===== Provided passage

Recently Rob Zinkov published his selection of interesting-looking NIPS papers. Inspired by this, we list some more. Rob seems to like Bayesian stuff, we’re more into neural networks. If you feel like browsing, Andrej Karpathy has a page with all NIPS 2013 papers. They are categorized by topics discovered by running LDA. When you see an interesting paper, you can discover ones ranked similiar by TF-IDF. Here’s what we found.

## Understanding Dropout

Pierre Baldi, Peter J. Sadowski

Dropout is a relatively new algorithm for training neural networks which relies on stochastically dropping out neurons during training in order to avoid the co-adaptation of feature detectors. We introduce a general formalism for studying dropout on either units or connections, with arbitrary probability values, and use it to analyze the averaging and regularizing properties of dropout in both linear and non-linear networks. For deep neural networks, the averaging properties of dropout are characterized by three recursive equations, including the approximation of expectations by normalized weighted geometric means. We provide estimates and bounds for these approximations and corroborate the results with simulations. We also show in simple cases how dropout performs stochastic gradient descent on a regularized error function.

## Training and Analysing Deep Recurrent Neural Networks

Michiel Hermans, Benjamin Schrauwen

Time series often have a temporal hierarchy, with information that is spread out over multiple time scales. Common recurrent neural networks, however, do not explicitly accommodate such a hierarchy, and most research on them has been focusing on training algorithms rather than on their basic architecture. In this paper we study the effect of a hierarchy of recurrent neural networks on processing time series. Here, each layer is a recurrent network which receives the hidden state of the previous layer as input. This architecture allows us to perform hierarchical processing on difficult temporal tasks, and more naturally capture the structure of time series. We show that they reach state-of-the-art performance for recurrent networks in character-level language modelling when trained with simple stochastic gradient descent. We also offer an analysis of the different emergent time scales.

==========

• _Short task 1_
Please summarize the post above on NIPS 2013 papers in two sentences.

===== Data listing

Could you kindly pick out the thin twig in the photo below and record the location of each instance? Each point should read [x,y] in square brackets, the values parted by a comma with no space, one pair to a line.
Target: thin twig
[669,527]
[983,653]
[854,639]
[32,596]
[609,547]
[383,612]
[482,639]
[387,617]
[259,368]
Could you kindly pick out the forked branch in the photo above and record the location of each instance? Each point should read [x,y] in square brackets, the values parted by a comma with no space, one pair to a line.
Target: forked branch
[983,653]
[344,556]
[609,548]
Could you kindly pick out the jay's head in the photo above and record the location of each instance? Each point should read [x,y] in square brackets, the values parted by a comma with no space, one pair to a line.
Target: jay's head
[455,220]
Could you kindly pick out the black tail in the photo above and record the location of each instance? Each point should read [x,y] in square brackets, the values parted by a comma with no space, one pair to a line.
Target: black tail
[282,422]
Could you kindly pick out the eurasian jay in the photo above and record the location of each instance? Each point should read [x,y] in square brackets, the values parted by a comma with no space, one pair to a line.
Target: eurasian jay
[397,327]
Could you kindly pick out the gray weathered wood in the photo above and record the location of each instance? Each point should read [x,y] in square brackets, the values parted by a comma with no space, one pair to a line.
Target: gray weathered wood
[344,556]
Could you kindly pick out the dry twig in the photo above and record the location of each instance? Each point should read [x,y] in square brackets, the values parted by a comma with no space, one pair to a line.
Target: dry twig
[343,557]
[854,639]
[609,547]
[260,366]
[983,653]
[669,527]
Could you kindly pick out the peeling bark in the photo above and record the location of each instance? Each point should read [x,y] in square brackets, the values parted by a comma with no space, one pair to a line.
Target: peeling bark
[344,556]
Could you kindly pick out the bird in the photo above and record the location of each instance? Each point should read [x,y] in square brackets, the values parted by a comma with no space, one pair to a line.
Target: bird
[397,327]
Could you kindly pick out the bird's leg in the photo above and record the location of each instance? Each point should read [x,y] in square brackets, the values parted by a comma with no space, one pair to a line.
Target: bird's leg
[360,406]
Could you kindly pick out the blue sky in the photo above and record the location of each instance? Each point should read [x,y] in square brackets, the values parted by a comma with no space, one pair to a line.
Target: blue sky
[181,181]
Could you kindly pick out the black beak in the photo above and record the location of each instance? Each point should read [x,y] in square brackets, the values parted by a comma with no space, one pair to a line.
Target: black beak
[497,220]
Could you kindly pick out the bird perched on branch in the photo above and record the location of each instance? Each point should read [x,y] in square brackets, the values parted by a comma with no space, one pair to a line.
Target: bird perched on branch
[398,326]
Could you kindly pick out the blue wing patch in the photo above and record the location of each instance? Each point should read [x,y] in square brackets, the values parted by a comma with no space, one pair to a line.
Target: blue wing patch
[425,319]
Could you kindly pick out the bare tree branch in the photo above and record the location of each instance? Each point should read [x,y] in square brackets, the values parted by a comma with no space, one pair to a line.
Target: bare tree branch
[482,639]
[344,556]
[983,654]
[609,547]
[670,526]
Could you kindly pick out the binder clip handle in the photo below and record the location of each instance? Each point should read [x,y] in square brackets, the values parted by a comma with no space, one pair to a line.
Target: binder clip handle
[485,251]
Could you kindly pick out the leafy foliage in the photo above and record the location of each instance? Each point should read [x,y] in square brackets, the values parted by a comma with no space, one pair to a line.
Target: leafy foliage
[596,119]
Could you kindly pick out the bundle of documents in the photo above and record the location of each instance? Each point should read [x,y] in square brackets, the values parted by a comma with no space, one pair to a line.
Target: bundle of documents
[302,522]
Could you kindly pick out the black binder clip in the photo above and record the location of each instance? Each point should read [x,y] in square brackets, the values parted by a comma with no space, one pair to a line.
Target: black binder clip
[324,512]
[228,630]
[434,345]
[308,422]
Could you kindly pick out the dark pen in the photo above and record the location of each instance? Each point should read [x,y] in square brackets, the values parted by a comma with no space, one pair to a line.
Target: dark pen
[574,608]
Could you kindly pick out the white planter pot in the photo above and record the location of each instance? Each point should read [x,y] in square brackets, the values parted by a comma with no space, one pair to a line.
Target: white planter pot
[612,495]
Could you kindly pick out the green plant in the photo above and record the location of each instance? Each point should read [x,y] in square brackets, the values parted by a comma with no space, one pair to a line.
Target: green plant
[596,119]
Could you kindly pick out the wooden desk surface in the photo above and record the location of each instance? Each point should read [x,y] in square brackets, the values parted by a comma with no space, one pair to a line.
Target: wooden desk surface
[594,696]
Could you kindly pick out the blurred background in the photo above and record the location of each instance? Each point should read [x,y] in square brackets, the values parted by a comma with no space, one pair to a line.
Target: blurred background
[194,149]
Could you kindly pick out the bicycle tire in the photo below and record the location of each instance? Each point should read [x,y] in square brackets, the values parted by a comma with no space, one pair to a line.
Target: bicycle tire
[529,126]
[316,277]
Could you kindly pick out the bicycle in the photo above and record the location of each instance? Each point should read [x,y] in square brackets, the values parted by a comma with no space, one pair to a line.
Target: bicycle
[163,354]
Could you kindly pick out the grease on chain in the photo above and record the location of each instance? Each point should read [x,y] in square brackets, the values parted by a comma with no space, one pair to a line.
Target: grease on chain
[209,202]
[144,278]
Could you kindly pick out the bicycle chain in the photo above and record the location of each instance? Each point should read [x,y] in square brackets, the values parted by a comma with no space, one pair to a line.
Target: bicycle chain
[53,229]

==========

• _Short task 2_
Show every line of the entries above that contains the word "forked", matching case exactly.

• _Full answer 1_
Inspired by Rob Zinkov's selection of NIPS papers, the post lists more papers with a focus on neural networks and points to Andrej Karpathy's page of all NIPS 2013 papers, categorized by LDA topics. It covers "Understanding Dropout," which analyzes the averaging and regularizing properties of dropout, and "Training and Analysing Deep Recurrent Neural Networks," which studies hierarchies of recurrent networks for time series and reports state-of-the-art character-level language modelling.

• _Full answer 2_
Could you kindly pick out the forked branch in the photo above and record the location of each instance? Each point should read [x,y] in square brackets, the values parted by a comma with no space, one pair to a line.
Target: forked branch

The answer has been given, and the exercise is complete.